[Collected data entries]
_ _ _ _ _
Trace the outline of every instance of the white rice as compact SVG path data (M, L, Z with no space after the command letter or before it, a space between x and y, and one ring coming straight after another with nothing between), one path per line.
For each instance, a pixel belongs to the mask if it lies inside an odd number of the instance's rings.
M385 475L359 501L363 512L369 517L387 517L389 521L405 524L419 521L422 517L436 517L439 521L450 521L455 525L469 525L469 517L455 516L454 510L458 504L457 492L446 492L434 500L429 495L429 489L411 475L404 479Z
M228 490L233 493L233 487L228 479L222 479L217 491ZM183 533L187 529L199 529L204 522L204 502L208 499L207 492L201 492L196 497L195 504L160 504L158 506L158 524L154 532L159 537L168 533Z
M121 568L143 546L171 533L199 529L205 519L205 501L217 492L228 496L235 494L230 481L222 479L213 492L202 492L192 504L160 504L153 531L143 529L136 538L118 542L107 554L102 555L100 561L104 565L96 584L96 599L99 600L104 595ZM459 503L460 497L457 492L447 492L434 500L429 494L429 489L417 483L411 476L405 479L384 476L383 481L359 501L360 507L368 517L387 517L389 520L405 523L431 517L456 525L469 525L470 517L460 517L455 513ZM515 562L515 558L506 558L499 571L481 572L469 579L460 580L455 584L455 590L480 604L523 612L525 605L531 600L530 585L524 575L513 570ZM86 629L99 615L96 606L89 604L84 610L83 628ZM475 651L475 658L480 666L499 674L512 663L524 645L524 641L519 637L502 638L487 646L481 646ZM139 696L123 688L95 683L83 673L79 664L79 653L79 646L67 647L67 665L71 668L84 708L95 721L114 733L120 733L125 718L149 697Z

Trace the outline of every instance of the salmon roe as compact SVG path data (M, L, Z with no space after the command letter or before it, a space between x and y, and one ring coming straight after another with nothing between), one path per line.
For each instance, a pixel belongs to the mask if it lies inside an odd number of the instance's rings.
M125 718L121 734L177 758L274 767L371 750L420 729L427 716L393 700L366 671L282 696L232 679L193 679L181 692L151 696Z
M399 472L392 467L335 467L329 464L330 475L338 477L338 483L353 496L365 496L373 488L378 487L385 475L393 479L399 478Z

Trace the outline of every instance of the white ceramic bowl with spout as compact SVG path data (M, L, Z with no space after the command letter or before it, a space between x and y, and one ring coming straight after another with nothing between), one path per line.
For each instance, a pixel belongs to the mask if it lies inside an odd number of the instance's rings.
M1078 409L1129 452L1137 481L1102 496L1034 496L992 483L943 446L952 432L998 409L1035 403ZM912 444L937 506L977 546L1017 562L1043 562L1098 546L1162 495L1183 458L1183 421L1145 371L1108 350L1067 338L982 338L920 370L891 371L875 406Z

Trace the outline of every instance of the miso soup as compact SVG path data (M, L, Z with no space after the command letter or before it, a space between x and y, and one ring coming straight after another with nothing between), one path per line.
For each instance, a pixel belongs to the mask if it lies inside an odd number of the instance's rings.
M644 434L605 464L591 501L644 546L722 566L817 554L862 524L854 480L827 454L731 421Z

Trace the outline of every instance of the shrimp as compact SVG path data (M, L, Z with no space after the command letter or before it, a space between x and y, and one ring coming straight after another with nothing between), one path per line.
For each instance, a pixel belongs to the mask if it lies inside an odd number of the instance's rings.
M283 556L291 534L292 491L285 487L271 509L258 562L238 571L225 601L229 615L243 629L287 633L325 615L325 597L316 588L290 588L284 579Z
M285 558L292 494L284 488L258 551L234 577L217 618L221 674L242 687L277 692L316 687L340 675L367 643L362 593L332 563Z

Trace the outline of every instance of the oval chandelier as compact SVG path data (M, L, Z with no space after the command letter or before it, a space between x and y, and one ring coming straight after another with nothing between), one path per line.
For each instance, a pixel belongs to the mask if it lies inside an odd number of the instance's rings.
_ _ _ _ _
## About this exercise
Line by line, retype all the entries exactly as they are shown.

## Response area
Trace the outline of every instance of the white rice as compact SVG path data (M, L, Z with no space after the command letter or before it, a space between x and y, and one ring coming straight after another with nothing between), one path per line.
For each instance, a pixel belongs to the mask if it lies inside an odd number of the instance's rings.
M385 475L359 501L363 512L369 517L387 517L389 521L405 524L419 521L422 517L436 517L439 521L450 521L455 525L469 525L469 517L455 516L454 510L458 504L457 492L446 492L434 500L429 495L429 489L411 475L404 479Z
M228 490L233 493L233 487L228 479L222 479L217 491ZM183 533L187 529L199 529L204 522L204 502L208 499L207 492L201 492L196 497L195 504L160 504L158 506L158 524L154 532L159 537L168 533Z
M121 568L143 546L171 533L199 529L205 519L205 501L217 492L228 496L235 494L230 481L222 479L213 492L202 492L192 504L160 504L153 531L143 529L136 538L118 542L107 554L102 555L100 561L104 565L96 584L96 599L99 600L104 595ZM459 503L460 497L457 492L447 492L434 500L429 494L429 489L417 483L411 476L405 479L384 476L383 481L359 501L360 507L368 517L387 517L389 520L405 523L431 517L456 525L469 525L470 517L460 517L455 513ZM515 562L515 558L506 558L499 571L481 572L469 579L460 580L455 584L455 590L480 604L523 612L525 605L531 600L530 585L524 575L513 570ZM86 629L99 615L96 606L89 604L84 610L83 628ZM475 651L475 658L480 666L499 674L512 663L524 645L524 641L519 637L502 638L487 646L481 646ZM139 696L123 688L95 683L83 673L79 664L79 653L79 646L67 647L67 665L71 668L84 708L95 721L114 733L120 733L125 718L149 697Z

Trace the outline of every instance of the salmon roe as compact SVG path data (M, L, Z with no space after the command letter or before it, a space between x and y, and one ring coming straight after another with nothing between), one path per line.
For each instance, a pixel belongs to the mask if it lies inside an odd number of the instance's rings.
M125 718L121 734L177 758L274 767L371 750L420 729L427 716L393 700L366 671L282 696L232 679L193 679L181 692L151 696Z
M399 472L392 467L335 467L329 464L330 475L338 477L338 483L353 496L365 496L373 488L378 487L385 475L393 479L399 478Z

Trace the outline of every instance of the white ceramic bowl with spout as compact SVG path data (M, L, Z with no space after the command letter or before it, a space between x and y, and one ring coming straight after another with nothing between), one path per line.
For each instance, a pixel belongs to the mask if it lies inside an odd number of the instance's rings.
M1078 409L1129 452L1137 481L1102 496L1034 496L992 483L943 446L952 432L998 409L1035 403ZM912 444L937 506L977 546L1017 562L1043 562L1098 546L1162 495L1183 458L1183 421L1145 371L1108 350L1067 338L982 338L920 370L891 371L875 406Z

Trace the outline of every instance of the miso soup as compact SVG path data (M, L, Z with no space after the command letter or before it, a space between x and y, and one ring coming straight after another with nothing between), one path per line.
For each instance, a pixel belongs to the mask if it lies inside an odd number of the instance's rings.
M644 434L605 464L591 501L644 546L722 566L817 554L862 524L854 480L827 454L731 421Z

Trace the outline of every instance of the shrimp as compact SVG path data (M, L, Z with no space after the command letter or before it, a space between x and y, and one ring coming straight after another with nothing between), one path per line.
For each instance, a pixel belongs to the mask if it lies inside an odd number of the instance's rings.
M283 556L291 534L292 491L285 487L271 509L258 562L238 571L225 601L229 615L243 629L287 633L325 615L325 597L316 588L290 588L284 579Z
M285 558L292 494L284 488L258 551L234 577L217 618L221 674L242 687L277 692L316 687L340 675L367 643L362 593L332 563Z

Trace the outline of every instance of the oval chandelier as compact SVG path data (M, L, Z with no space after the command letter or before it, a space between x and y, and one ring coming straight after another with nothing between), one path per line.
For each instance, a pixel belongs to the mask if it lies inside an odd number of the instance's rings.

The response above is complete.